- _练习说明_: 从含有“For the evaluation set, spot each instance of the motorboat”的那一行起，到材料最后一行止，把这些行一字不改地照录下来，首尾两行都算在内。

- _任务材料_:
======
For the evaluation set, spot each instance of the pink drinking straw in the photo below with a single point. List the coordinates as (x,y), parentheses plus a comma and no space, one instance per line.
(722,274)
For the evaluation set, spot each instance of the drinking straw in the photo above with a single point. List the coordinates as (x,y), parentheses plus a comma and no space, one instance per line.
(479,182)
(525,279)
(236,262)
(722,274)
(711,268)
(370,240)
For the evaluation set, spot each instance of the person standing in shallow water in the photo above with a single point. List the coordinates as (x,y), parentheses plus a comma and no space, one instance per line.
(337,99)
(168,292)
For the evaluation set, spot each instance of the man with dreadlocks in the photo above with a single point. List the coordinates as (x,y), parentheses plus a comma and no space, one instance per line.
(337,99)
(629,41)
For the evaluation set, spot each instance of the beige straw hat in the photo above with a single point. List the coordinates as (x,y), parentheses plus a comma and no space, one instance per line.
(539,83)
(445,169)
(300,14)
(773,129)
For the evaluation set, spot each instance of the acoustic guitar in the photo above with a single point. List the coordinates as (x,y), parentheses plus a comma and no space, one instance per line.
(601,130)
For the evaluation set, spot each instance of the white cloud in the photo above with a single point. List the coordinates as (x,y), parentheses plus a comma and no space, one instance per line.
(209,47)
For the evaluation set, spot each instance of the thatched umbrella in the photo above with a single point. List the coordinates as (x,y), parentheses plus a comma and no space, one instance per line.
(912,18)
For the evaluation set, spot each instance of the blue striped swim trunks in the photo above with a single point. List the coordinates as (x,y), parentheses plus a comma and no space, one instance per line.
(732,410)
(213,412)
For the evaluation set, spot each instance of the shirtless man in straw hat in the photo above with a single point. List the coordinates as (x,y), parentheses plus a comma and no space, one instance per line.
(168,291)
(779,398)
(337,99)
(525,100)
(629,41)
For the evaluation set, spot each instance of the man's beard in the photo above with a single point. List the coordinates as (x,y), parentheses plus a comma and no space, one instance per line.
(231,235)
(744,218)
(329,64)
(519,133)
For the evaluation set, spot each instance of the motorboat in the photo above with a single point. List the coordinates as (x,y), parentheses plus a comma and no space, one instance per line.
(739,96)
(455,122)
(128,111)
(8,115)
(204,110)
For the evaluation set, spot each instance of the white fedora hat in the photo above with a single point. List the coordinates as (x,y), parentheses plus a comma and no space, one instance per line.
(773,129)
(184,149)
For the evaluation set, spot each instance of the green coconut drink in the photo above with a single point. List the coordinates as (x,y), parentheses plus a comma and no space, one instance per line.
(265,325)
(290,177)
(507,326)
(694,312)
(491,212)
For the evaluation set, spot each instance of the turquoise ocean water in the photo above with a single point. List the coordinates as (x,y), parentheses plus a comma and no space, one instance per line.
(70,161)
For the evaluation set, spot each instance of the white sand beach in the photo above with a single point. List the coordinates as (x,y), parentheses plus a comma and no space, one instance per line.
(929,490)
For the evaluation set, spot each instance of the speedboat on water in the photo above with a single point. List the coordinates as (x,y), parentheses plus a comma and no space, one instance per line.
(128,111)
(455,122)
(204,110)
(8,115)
======
- _完成结果_:
For the evaluation set, spot each instance of the motorboat in the photo above with a single point. List the coordinates as (x,y), parentheses plus a comma and no space, one instance per line.
(739,96)
(455,122)
(128,111)
(8,115)
(204,110)
For the evaluation set, spot each instance of the white fedora hat in the photo above with a single point. List the coordinates as (x,y), parentheses plus a comma and no space, one instance per line.
(773,129)
(184,149)
For the evaluation set, spot each instance of the green coconut drink in the photo above with a single point. List the coordinates as (x,y), parentheses plus a comma and no space, one instance per line.
(265,325)
(290,177)
(507,326)
(694,312)
(491,212)
For the evaluation set, spot each instance of the turquoise ocean water in the photo above with a single point. List the coordinates as (x,y), parentheses plus a comma and no space, one instance per line.
(70,161)
For the evaluation set, spot each instance of the white sand beach in the photo above with a single point. List the coordinates as (x,y), parentheses plus a comma and no space, one instance per line.
(929,490)
For the evaluation set, spot each instance of the speedboat on water in the photo above with a single point. List the coordinates as (x,y), parentheses plus a comma and no space, one instance per line.
(128,111)
(455,122)
(204,110)
(8,115)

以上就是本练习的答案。